* _What you are asked to do_: The answer is the data below, repeated exactly, with no pictures included.

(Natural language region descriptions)
--------------------------------
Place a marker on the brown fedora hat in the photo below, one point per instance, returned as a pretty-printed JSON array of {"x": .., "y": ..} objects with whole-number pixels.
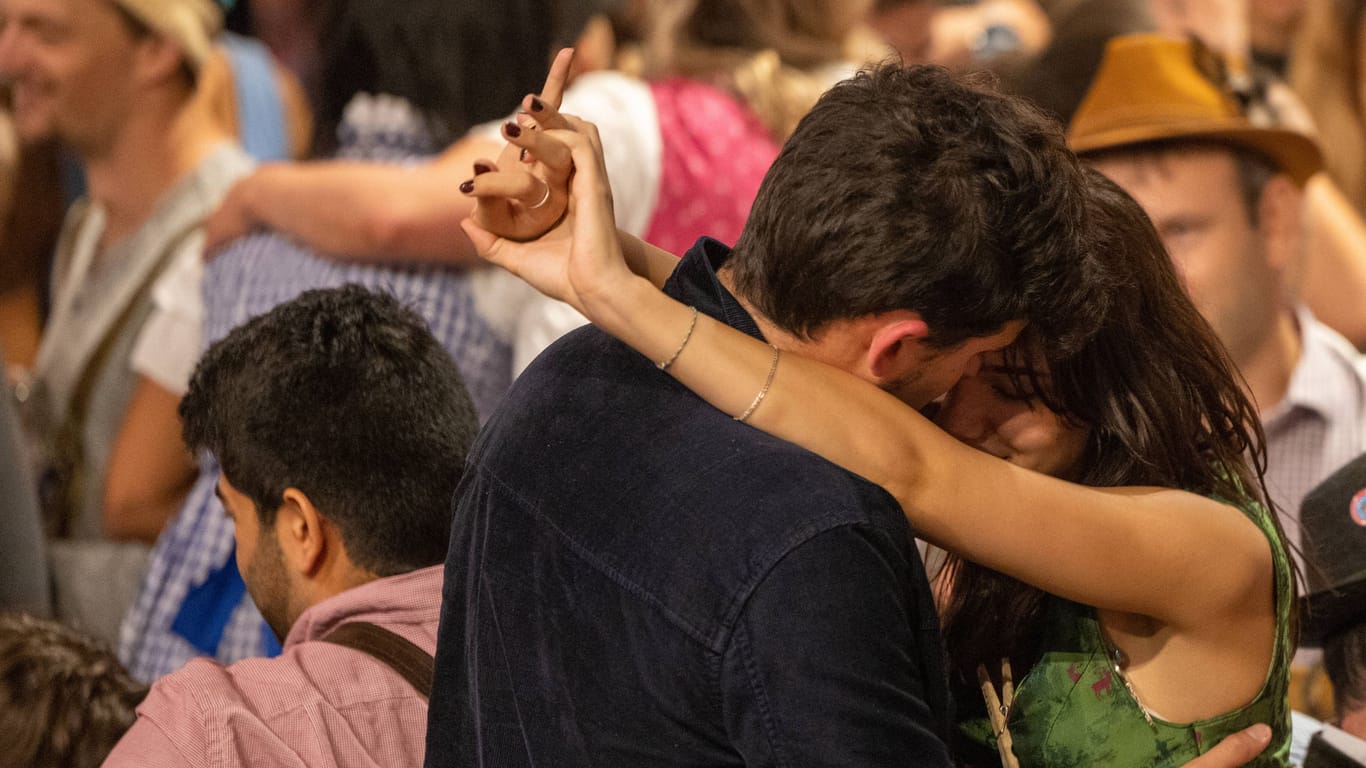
[
  {"x": 189, "y": 23},
  {"x": 1153, "y": 89}
]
--------------------------------
* _Result below_:
Place a marker on the brown fedora hat in the photo below, one point per instance, returned as a pretty-printed JSON array of {"x": .., "y": ..} objects with whole-number pixels.
[
  {"x": 189, "y": 23},
  {"x": 1153, "y": 89}
]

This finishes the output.